### Görev talimatı
Aşağıdaki öğelerin hepsini, satırlarına hiç dokunmadan harfi harfine yeniden yazar mısın? Resimleri yanıtına alma.

### Kaynak veriler
"""
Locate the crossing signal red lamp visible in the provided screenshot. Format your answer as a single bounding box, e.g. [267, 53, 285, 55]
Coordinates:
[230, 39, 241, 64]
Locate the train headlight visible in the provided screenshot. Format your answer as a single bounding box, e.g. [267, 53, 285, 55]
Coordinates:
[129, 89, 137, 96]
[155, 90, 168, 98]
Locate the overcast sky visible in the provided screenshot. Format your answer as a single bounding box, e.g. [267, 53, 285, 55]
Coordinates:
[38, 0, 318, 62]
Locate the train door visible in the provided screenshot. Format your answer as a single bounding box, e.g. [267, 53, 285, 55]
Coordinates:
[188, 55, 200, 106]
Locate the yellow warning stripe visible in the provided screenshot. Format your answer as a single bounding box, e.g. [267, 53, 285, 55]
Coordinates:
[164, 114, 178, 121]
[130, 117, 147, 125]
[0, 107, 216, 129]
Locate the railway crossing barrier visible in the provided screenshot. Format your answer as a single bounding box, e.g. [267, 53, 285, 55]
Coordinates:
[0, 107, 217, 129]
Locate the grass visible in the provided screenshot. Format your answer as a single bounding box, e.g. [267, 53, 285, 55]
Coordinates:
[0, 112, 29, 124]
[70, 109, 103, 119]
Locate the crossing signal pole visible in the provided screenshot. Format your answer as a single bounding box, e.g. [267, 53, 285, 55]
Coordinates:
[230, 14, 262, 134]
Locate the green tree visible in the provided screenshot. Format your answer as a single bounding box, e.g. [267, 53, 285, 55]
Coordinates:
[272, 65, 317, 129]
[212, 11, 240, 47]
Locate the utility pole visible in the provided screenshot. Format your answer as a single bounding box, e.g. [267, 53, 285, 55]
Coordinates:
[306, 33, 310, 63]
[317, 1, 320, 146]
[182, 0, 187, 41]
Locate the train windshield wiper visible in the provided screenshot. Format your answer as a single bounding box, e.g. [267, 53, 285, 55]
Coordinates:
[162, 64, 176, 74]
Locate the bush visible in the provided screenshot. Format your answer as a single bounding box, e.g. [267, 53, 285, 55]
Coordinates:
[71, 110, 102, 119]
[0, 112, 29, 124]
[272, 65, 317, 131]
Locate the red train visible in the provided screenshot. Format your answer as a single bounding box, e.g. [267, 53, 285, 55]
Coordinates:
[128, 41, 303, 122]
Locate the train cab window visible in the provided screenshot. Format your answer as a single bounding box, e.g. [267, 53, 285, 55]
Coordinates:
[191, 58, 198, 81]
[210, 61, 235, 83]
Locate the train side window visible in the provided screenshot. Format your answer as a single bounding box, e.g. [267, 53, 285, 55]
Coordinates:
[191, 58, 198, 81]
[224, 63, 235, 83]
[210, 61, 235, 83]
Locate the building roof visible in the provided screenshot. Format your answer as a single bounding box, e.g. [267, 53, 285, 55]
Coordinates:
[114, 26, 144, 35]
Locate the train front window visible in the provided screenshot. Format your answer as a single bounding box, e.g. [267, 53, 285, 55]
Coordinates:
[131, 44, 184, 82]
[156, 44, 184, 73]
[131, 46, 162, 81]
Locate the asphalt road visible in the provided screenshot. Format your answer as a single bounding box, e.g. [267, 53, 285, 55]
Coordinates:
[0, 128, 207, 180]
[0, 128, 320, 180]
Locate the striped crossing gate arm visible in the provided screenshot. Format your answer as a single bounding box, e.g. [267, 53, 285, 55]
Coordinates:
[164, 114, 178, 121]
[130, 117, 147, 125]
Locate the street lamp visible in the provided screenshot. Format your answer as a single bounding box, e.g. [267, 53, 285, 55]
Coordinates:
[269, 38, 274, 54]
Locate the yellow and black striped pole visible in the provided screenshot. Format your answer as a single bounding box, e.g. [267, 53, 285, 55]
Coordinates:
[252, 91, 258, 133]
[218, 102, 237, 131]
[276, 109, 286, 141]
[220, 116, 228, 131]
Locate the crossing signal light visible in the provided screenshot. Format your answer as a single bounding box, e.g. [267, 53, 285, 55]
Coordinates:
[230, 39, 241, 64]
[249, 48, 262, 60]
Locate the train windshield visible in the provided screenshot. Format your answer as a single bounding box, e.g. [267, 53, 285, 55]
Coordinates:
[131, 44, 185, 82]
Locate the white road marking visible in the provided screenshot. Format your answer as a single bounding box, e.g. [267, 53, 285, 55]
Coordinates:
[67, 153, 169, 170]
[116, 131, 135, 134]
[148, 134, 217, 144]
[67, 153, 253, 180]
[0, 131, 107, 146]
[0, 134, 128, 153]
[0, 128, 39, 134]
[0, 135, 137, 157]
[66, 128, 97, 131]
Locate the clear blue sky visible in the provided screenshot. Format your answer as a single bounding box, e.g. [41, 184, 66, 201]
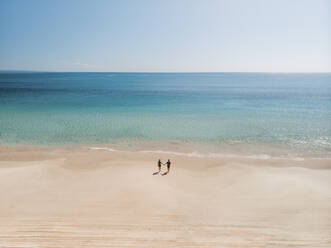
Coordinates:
[0, 0, 331, 72]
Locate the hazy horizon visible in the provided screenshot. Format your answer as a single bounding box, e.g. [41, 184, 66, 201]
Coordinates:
[0, 0, 331, 73]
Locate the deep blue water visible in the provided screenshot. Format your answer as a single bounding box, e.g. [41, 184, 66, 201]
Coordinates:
[0, 73, 331, 153]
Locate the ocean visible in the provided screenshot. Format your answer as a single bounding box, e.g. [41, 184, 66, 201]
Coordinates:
[0, 72, 331, 157]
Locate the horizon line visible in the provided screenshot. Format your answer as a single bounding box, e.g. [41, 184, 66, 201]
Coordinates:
"""
### Eksiksiz yanıt
Locate the crossing signal red lamp visible in the provided screenshot. Format your answer as a single bounding box, e.g. [267, 53, 285, 55]
Coordinates:
[230, 39, 241, 64]
Locate the train headlight visible in the provided screenshot. Format your answer as a single bounding box, e.g. [267, 53, 285, 55]
Coordinates:
[129, 89, 137, 96]
[155, 90, 168, 98]
Locate the overcast sky visible in the provided screenshot. Format your answer as a single bounding box, e.g. [267, 53, 285, 55]
Coordinates:
[38, 0, 318, 62]
Locate the train door visible in the provided screenshot. Format your answer as a single bounding box, e.g. [267, 53, 285, 55]
Coordinates:
[188, 55, 200, 106]
Locate the yellow warning stripe visible in the provided screenshot. Format your answer as a single bounding box, e.g. [267, 53, 285, 55]
Coordinates:
[164, 114, 178, 121]
[130, 117, 147, 125]
[0, 107, 216, 129]
Locate the railway crossing barrier visible in the provided screenshot. Format your answer as a single bounding box, e.g. [267, 53, 285, 55]
Coordinates:
[0, 107, 217, 129]
Locate the grass visible in the provided screenshot. Format your answer as a single bounding box, e.g. [267, 53, 285, 55]
Coordinates:
[0, 112, 29, 124]
[70, 109, 103, 119]
Locate the crossing signal pole visible in the provided screenshot. Format your answer as a single bounding box, e.g. [267, 53, 285, 55]
Coordinates:
[230, 14, 262, 134]
Locate the green tree visible in the provided screenshot. Format your answer as a single bounding box, e.g. [267, 53, 285, 55]
Coordinates:
[272, 65, 317, 129]
[212, 11, 240, 47]
Locate the utility pole visible in the provided screenshot. Format your answer as a single bounding box, e.g. [267, 53, 285, 55]
Coordinates:
[306, 33, 310, 63]
[317, 1, 320, 146]
[182, 0, 187, 41]
Locate the train windshield wiper visible in the provided screenshot. Format your answer as a single bounding box, e.g. [267, 53, 285, 55]
Coordinates:
[162, 64, 176, 74]
Locate the bush visible in the provided screenshot. Format your answer as a single bounding box, e.g. [267, 53, 285, 55]
Coordinates:
[71, 110, 102, 119]
[0, 112, 29, 124]
[272, 65, 317, 131]
Locate the red train visible in the provided screenshot. Format your answer as a single bounding box, e.g. [267, 53, 285, 55]
Coordinates:
[128, 41, 303, 122]
Locate the train cab window visible in the provided screenshot. Format your answer as a single bounding box, e.g. [267, 53, 285, 55]
Coordinates:
[191, 58, 198, 81]
[210, 61, 235, 83]
Locate the train side window visible in the provided screenshot. Format your answer as a single bounding box, e.g. [267, 53, 285, 55]
Coordinates:
[191, 58, 198, 81]
[224, 63, 235, 83]
[210, 61, 235, 83]
Locate the building roof visible in the provided screenshot. Format your answer as a single bounding box, e.g. [267, 53, 285, 55]
Coordinates:
[114, 26, 144, 35]
Locate the train front window visible in the provided screenshot. Format your answer as a single bounding box, e.g. [267, 53, 285, 55]
Coordinates:
[131, 44, 184, 82]
[156, 44, 184, 73]
[131, 46, 162, 81]
Locate the asphalt road visible in the provided screenshot. Format your answer as a single bounding box, e.g. [267, 53, 285, 55]
Coordinates:
[0, 128, 207, 180]
[0, 128, 320, 180]
Locate the striped crossing gate arm visible in the provided screenshot. Format your answer as a single bounding box, e.g. [267, 53, 285, 55]
Coordinates:
[164, 114, 178, 121]
[130, 117, 147, 125]
Locate the street lamp visible in the provided screenshot. Format your answer as a single bounding box, e.g. [267, 53, 285, 55]
Coordinates:
[269, 38, 274, 54]
Locate the yellow and black striped pole visible in the provided screenshot. Format your answer as a single bounding box, e.g. [267, 53, 285, 55]
Coordinates:
[252, 91, 258, 133]
[218, 102, 237, 131]
[276, 109, 286, 141]
[220, 116, 228, 131]
Locate the crossing signal light visible in the provided screenshot. Format your answer as a single bounding box, e.g. [267, 53, 285, 55]
Coordinates:
[230, 39, 241, 64]
[249, 48, 262, 60]
Locate the train windshield visible in the provided screenshot. Format your answer as a single bounding box, e.g. [267, 53, 285, 55]
Coordinates:
[131, 44, 185, 82]
Locate the white road marking visible in the provided screenshot. Format your answer as a single bounding box, e.g. [267, 53, 285, 55]
Coordinates:
[67, 153, 169, 170]
[116, 131, 135, 134]
[148, 134, 217, 144]
[67, 153, 253, 180]
[0, 131, 107, 146]
[0, 134, 128, 153]
[0, 128, 39, 134]
[0, 135, 137, 157]
[66, 128, 97, 131]
Locate the clear blue sky visible in the provided screenshot. Format your answer as a single bounding box, e.g. [41, 184, 66, 201]
Coordinates:
[0, 0, 331, 72]
Locate the hazy horizon visible in the provided screenshot. Format your answer as a single bounding box, e.g. [41, 184, 66, 201]
Coordinates:
[0, 0, 331, 73]
Locate the deep blue water visible in the provided screenshot. Format your answer as a single bounding box, e.g. [41, 184, 66, 201]
Coordinates:
[0, 73, 331, 153]
Locate the ocean visible in the provided screenshot. Format your answer as a single bounding box, e.g. [41, 184, 66, 201]
Coordinates:
[0, 72, 331, 157]
Locate the horizon line visible in the provided screenshot. Format your answer as a single bounding box, e.g. [41, 184, 66, 201]
Coordinates:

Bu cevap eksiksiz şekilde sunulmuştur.